**AUFGABENSTELLUNG 1**
Sammle aus der Auflistung jede Zeile, in der die Zeichenfolge „branch“ vorkommt.

**SEITE**
-----

Verschlusssysteme von Pistolen
Halbautomatische Pistolen gibt es seit dem Ende des 19. Jahrhunderts. Wegen der Komplexität ihres Mechanismus und wegen immens vieler technischer Neuerungen, die im Laufe der Jahre zu verzeichnen waren, ist die Anzahl der diversen Pistolenverschlusssysteme inzwischen fast nicht mehr zu überblicken. Wir werden uns daher auf die wichtigsten Arten konzentrieren, auf die, die heutzutage immer noch in modernen Pistolen zu finden sind.
Der Kammerstengelverschluss
Kammerstengelverschlüsse, häufig bei Repetierbüchsen zu finden, werden für einschüssige Pistolen zum Silhouettenschießen auf weite Entfernungen verwendet. Praktisch sind diese Pistolen extrem verkürzte, einschüssige Büchsen. Je nach verwendetem System ist die Kammer oder Hülse mit einer unterschiedlichen Anzahl von Verriegelungswarzen, vorne und/oder hinten befindlich, versehen. Beim Verschließen der ,,Drehkammer“ greifen die Verriegelungswarzen in dafür vorgesehene Aussparungen in der Hülse und bilden so während der Schussabgabe eine feste Einheit. Eine dieser Silhouettenpistolen ist etwa die Remington XP-l00, die ebenfalls über einen Drehkammerverschluss nach Mauserart verfügt. Ein anderes, einfacher konstruiertes Beispiel ist die Deutsche Anschütz-Silhouettenpistole.

-----

**DIE EINGABE**

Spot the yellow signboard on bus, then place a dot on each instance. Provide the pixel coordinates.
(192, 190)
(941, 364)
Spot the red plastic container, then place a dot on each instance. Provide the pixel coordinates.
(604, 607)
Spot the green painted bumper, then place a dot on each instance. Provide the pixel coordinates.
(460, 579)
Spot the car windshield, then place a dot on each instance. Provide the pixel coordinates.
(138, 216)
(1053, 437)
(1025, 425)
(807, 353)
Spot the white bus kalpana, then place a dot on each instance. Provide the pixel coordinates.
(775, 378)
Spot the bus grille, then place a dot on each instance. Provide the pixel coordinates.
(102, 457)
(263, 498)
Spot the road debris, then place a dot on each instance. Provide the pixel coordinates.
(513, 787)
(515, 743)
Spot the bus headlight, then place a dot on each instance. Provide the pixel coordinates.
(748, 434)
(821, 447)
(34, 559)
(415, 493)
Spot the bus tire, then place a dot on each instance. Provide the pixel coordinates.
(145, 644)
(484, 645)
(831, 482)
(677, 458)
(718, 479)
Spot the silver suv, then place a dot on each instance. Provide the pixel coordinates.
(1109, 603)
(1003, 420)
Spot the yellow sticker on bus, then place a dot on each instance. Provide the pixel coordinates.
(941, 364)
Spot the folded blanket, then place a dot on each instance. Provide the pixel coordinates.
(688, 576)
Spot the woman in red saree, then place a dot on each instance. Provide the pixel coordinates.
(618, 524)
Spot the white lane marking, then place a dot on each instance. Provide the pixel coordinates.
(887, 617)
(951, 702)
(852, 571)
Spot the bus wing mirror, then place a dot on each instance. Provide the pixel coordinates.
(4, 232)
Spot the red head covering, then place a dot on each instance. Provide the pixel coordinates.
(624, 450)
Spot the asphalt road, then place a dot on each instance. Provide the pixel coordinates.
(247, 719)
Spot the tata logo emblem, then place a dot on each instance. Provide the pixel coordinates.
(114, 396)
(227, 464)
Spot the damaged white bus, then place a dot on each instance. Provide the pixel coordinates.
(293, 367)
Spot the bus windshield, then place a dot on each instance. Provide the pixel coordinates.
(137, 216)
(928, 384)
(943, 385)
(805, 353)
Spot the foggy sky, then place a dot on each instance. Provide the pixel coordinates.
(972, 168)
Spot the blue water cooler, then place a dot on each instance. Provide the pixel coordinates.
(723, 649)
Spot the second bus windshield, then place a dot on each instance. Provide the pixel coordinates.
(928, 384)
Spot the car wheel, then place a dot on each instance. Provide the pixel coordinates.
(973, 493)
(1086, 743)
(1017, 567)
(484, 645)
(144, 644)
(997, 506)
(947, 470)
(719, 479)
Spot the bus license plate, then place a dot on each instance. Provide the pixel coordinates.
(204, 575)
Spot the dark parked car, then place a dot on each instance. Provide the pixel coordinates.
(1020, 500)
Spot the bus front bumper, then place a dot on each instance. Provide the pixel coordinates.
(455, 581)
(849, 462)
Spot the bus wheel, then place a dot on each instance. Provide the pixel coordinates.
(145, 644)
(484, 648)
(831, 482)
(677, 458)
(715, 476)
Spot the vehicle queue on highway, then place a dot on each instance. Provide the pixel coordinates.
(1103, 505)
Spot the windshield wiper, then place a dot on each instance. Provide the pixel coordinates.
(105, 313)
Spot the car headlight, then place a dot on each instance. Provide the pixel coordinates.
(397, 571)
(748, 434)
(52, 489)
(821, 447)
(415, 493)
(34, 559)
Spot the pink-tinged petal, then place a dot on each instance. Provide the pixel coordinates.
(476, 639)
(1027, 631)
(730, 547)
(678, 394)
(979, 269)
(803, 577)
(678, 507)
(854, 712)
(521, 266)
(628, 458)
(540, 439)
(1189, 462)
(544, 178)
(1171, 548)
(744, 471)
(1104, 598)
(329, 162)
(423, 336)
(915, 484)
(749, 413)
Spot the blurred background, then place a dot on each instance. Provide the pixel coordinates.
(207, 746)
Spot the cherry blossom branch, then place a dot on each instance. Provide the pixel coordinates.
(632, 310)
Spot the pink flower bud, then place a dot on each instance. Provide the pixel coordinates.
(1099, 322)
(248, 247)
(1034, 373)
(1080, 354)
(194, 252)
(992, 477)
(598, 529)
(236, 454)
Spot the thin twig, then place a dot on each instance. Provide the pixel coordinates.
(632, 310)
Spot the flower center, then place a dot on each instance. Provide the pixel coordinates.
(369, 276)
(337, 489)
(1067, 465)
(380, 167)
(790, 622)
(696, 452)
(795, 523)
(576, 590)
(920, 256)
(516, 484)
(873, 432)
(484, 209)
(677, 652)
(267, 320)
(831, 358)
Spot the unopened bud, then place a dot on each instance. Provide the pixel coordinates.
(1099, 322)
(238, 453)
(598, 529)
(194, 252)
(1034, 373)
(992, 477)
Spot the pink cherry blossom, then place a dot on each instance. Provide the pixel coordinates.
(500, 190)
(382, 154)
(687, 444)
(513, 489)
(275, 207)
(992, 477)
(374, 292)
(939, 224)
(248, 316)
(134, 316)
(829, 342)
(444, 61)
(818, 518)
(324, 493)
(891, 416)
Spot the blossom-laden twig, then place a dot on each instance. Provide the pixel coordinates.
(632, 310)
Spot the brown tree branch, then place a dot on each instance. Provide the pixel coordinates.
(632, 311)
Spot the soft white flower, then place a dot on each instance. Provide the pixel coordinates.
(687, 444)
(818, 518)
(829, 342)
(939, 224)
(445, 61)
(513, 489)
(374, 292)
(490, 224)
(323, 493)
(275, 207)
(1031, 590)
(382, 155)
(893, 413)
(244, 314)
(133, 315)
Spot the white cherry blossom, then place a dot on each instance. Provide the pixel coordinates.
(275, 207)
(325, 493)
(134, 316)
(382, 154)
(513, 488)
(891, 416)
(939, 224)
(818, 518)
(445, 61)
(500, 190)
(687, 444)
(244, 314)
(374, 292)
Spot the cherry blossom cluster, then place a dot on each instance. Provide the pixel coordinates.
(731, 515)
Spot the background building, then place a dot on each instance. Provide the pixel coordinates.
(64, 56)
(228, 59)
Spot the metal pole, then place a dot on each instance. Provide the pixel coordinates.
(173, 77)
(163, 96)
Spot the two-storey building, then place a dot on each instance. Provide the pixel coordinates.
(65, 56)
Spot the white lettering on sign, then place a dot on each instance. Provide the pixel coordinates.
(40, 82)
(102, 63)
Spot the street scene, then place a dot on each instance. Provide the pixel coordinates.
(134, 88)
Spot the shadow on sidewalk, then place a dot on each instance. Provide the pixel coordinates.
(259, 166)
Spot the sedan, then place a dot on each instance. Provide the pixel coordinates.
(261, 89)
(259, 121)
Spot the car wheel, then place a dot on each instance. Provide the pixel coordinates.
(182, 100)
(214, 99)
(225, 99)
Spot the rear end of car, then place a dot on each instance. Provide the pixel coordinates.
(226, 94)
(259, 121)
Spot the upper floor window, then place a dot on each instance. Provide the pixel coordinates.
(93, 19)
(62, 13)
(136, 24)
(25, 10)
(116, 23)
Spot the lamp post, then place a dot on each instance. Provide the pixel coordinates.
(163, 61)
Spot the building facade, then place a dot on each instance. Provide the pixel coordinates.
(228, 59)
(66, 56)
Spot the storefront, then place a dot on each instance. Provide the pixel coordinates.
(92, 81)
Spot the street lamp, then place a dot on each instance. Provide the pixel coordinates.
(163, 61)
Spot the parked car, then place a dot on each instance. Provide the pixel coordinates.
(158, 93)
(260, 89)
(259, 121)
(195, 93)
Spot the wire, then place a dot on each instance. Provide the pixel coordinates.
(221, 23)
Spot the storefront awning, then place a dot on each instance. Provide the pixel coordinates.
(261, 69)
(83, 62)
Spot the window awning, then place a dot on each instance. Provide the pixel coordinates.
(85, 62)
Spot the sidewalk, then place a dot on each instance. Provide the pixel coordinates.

-----

**AUFGABENSTELLUNG 2**
Beantworte anhand des Textes über Verschlusssysteme von Pistolen folgende Fragen:
(a) Seit wann gibt es halbautomatische Pistolen?
(b) Wofür werden einschüssige Pistolen mit Kammerstengelverschluss verwendet?
(c) Welche Silhouettenpistole wird als einfacher konstruiertes Beispiel genannt?

**KORREKTES ERGEBNIS 1**
Spot the cherry blossom branch, then place a dot on each instance. Provide the pixel coordinates.
Spot the brown tree branch, then place a dot on each instance. Provide the pixel coordinates.

**KORREKTES ERGEBNIS 2**
(a) Seit dem Ende des 19. Jahrhunderts.
(b) Zum Silhouettenschießen auf weite Entfernungen.
(c) Die Deutsche Anschütz-Silhouettenpistole.